Extracted data entries
# # # # #

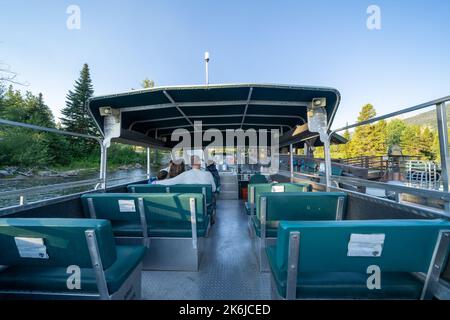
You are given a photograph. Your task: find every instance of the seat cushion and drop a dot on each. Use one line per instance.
(53, 279)
(347, 285)
(247, 207)
(133, 229)
(271, 228)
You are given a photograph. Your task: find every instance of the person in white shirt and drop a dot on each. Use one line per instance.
(193, 176)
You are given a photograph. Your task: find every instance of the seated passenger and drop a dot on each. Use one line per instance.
(162, 175)
(176, 167)
(211, 167)
(193, 176)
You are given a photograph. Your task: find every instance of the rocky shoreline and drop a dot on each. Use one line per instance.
(16, 173)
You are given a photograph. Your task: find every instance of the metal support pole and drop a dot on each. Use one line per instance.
(148, 164)
(441, 110)
(443, 143)
(207, 68)
(103, 161)
(328, 172)
(291, 161)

# # # # #

Problem requirements - Write the data above out again exactly, every line of it, and exclude the pictures.

Exercise solution -
You are given a photograph. Your task: find every instance of the seat cushion and drop a dot on each. Use one line per instance.
(53, 279)
(347, 285)
(247, 207)
(133, 229)
(271, 228)
You are given a photograph. Your task: find every instance of the person in white shirt and drop a dot on each. Use one line per instance.
(193, 176)
You are given a photograph. Your task: find every instance of the seated passenger and drop a dot on each. Use one line per instance.
(162, 175)
(176, 167)
(211, 167)
(193, 176)
You are given a photograph. Your task: find every instance of the rocky shoreline and drop a dot on each. Use one line per instance.
(16, 173)
You are given a photograph. Your task: find every instance of the metal support pole and drop a dot on each. Use one line per instance.
(148, 164)
(441, 110)
(443, 143)
(207, 68)
(103, 161)
(328, 172)
(291, 161)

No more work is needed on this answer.